*Page:*
..............................

Work
He wrote in Ancient Greek the grammar handbook "Summarized Questions of the Eight Parts of Word After Their Rules" (Ἐρωτήματα συνοπτικὰ τῶν ὀκτὼ τοῦ λόγου μερῶν μετὰ τινῶν κανόνων). He translated Galen's Anatomy into Latin.
As a scholar, Chalkokondyles published the editio princeps of Homer (Ὁμήρου τὰ σωζόμενα, Florence 1488), Isocrates (Milan 1493) and the Byzantine Suda lexicon (Σοῦδα, 1499).

..............................

*Task input:*
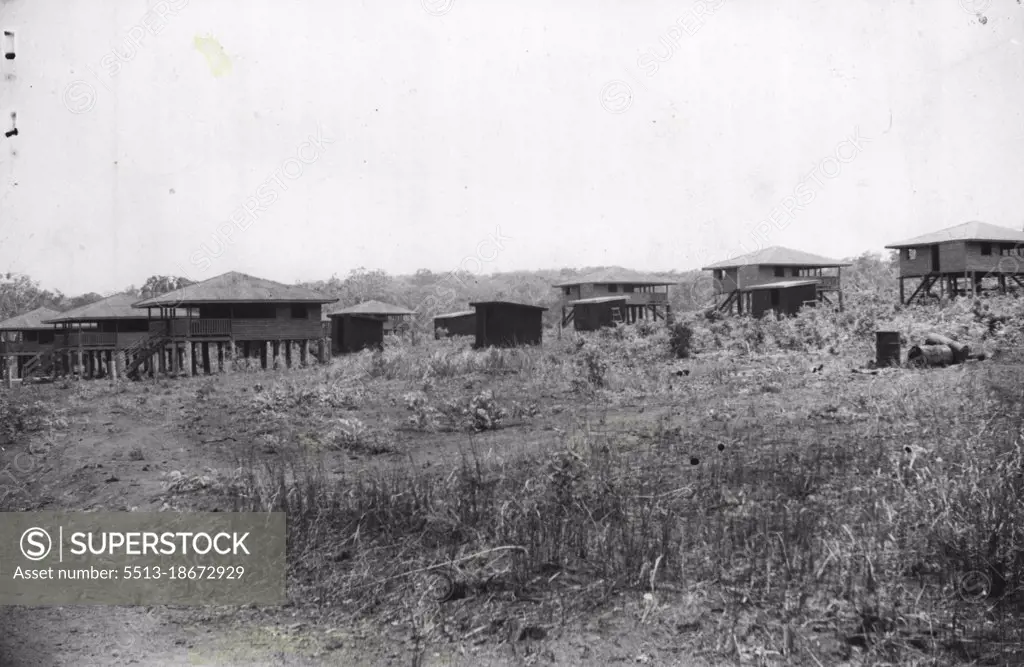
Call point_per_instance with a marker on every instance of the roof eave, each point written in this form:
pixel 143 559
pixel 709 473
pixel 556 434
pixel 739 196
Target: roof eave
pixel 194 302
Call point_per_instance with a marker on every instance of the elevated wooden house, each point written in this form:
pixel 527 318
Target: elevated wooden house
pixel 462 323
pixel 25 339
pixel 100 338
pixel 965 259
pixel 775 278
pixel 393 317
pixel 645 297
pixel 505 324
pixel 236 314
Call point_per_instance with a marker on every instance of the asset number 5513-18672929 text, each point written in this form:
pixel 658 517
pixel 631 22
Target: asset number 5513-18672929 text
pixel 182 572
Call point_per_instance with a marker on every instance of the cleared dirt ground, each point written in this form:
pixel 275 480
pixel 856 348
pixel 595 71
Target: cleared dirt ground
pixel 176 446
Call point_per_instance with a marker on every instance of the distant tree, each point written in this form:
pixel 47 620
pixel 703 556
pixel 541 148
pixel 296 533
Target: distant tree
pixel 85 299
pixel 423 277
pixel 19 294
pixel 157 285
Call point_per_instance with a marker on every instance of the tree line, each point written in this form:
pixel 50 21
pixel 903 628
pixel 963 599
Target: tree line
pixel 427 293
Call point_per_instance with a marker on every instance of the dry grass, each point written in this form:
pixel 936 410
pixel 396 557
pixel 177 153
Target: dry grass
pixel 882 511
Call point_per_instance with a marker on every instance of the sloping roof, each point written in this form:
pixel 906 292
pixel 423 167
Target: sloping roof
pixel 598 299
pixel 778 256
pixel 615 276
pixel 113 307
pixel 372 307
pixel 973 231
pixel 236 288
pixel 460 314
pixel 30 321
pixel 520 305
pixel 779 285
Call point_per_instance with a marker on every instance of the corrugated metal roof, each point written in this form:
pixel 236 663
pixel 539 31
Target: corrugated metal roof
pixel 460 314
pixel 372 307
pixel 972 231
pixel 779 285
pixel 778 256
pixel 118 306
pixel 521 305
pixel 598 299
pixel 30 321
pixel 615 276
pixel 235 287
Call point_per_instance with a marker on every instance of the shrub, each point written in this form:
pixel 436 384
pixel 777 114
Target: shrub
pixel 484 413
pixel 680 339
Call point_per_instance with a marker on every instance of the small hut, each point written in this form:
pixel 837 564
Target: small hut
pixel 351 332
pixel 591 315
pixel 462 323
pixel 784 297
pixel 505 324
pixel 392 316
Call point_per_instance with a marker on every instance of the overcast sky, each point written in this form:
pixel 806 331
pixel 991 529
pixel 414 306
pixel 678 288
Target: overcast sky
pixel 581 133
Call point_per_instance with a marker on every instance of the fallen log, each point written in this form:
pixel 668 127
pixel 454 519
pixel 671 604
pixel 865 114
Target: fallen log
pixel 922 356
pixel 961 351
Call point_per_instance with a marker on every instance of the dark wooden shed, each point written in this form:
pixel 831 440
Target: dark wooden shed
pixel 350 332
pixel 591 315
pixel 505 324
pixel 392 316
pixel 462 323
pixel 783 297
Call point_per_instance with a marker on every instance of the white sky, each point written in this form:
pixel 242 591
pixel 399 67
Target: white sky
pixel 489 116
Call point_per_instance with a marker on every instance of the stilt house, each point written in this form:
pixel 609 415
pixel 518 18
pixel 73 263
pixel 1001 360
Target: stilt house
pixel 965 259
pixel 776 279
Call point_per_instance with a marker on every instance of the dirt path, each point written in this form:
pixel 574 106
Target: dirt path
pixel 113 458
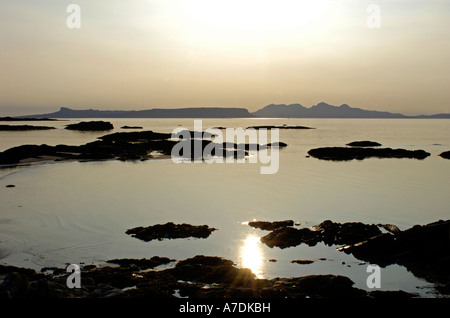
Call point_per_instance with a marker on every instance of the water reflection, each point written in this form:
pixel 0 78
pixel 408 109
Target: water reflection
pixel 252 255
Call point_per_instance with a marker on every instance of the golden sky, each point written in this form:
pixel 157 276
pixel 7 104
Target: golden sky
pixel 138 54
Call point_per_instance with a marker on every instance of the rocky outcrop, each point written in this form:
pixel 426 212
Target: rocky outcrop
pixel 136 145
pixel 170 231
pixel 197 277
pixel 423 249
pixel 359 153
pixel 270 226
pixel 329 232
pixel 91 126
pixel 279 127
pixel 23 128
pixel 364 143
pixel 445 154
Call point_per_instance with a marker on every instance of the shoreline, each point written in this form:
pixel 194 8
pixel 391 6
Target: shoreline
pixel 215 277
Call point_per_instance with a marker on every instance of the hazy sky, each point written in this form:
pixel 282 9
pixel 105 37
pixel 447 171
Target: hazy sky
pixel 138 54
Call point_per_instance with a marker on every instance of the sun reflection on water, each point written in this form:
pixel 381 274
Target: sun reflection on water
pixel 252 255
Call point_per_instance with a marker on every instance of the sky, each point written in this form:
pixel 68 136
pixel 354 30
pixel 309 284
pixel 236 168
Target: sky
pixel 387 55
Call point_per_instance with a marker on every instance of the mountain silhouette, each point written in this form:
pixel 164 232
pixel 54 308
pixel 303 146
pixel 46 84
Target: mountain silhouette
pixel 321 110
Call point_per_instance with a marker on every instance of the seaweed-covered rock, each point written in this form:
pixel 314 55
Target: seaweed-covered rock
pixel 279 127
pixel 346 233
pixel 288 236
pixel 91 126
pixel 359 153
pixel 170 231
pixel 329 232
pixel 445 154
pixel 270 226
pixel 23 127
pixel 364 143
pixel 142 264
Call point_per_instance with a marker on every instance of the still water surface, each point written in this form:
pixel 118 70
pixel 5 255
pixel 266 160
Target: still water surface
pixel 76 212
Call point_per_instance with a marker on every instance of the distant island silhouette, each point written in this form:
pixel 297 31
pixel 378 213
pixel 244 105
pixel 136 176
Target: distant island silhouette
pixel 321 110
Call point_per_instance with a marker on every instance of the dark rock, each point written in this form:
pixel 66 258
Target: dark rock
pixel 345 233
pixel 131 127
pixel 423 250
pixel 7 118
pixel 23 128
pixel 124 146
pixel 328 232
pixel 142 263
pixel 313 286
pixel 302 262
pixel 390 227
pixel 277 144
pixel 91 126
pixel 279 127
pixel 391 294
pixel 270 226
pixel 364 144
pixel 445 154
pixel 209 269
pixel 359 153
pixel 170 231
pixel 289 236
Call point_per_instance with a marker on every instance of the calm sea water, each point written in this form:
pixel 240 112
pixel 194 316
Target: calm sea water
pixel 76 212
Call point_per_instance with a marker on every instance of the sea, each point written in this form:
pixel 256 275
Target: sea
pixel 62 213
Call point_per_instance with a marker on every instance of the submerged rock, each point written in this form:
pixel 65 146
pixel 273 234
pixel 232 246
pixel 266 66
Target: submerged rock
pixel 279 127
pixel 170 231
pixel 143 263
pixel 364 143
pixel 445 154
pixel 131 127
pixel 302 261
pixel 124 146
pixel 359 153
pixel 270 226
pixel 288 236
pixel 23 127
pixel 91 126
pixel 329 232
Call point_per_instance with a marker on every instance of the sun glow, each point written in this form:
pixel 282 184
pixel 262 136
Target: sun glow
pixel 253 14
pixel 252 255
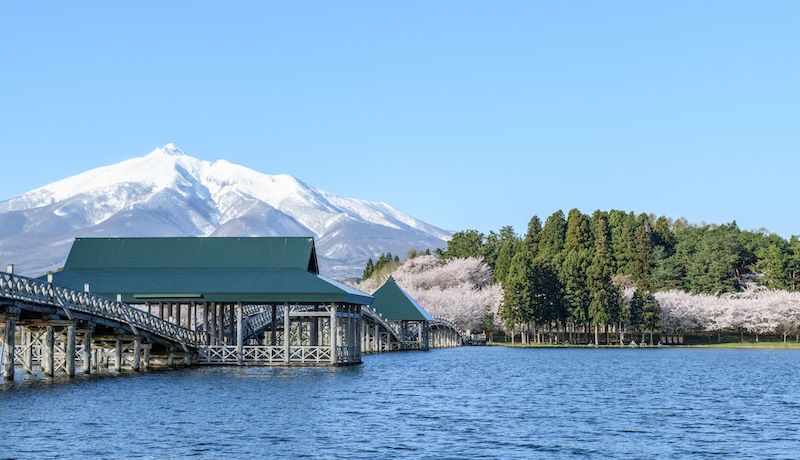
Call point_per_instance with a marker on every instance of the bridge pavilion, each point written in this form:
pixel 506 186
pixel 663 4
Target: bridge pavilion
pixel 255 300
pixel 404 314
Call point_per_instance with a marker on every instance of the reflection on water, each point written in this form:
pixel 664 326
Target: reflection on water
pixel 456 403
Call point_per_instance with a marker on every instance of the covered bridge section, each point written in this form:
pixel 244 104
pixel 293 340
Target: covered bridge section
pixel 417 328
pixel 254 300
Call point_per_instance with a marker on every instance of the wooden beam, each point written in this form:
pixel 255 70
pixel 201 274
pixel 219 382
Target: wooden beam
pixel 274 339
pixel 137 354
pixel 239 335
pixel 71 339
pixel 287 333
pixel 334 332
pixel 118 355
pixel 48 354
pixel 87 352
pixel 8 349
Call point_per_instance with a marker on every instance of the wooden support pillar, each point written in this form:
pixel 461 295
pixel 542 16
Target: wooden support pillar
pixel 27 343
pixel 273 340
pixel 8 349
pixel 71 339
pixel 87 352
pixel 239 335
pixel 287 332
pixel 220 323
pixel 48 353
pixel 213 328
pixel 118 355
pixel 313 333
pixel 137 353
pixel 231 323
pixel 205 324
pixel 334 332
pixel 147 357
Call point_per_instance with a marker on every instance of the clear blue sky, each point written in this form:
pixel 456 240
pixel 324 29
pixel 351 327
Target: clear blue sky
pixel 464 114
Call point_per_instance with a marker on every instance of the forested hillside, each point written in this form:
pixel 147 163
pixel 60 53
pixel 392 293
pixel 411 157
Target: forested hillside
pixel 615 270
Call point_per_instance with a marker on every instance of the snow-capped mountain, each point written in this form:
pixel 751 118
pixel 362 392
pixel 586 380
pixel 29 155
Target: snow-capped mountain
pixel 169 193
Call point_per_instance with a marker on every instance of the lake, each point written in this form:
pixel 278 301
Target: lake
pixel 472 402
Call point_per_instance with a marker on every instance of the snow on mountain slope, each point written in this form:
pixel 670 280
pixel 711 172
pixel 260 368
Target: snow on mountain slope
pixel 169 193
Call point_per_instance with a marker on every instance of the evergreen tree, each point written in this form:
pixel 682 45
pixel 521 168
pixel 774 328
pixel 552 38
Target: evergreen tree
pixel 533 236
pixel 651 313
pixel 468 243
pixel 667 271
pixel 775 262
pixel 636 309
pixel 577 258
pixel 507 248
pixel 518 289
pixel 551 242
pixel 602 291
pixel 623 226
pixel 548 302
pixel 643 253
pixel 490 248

..............................

*Task instructions:*
• a. Reproduce the passage on Chalkokondyles's work word for word, in full.
• b. In the rows, take the part that opens with the line containing "of the seaweed-covered" and closes with the line containing "pixel 142 264". Write out only those lines again with "rock" swapped for "boulder", leaving everything else unchanged.

*Solutions by task:*
• a.
Work
He wrote in Ancient Greek the grammar handbook "Summarized Questions of the Eight Parts of Word After Their Rules" (Ἐρωτήματα συνοπτικὰ τῶν ὀκτὼ τοῦ λόγου μερῶν μετὰ τινῶν κανόνων). He translated Galen's Anatomy into Latin.
As a scholar, Chalkokondyles published the editio princeps of Homer (Ὁμήρου τὰ σωζόμενα, Florence 1488), Isocrates (Milan 1493) and the Byzantine Suda lexicon (Σοῦδα, 1499).

• b.
Call point_per_instance with a marker on every instance of the seaweed-covered boulder, each point written in this form:
pixel 314 55
Target: seaweed-covered boulder
pixel 279 127
pixel 346 233
pixel 288 236
pixel 91 126
pixel 359 153
pixel 170 231
pixel 329 232
pixel 445 154
pixel 270 226
pixel 23 127
pixel 364 143
pixel 142 264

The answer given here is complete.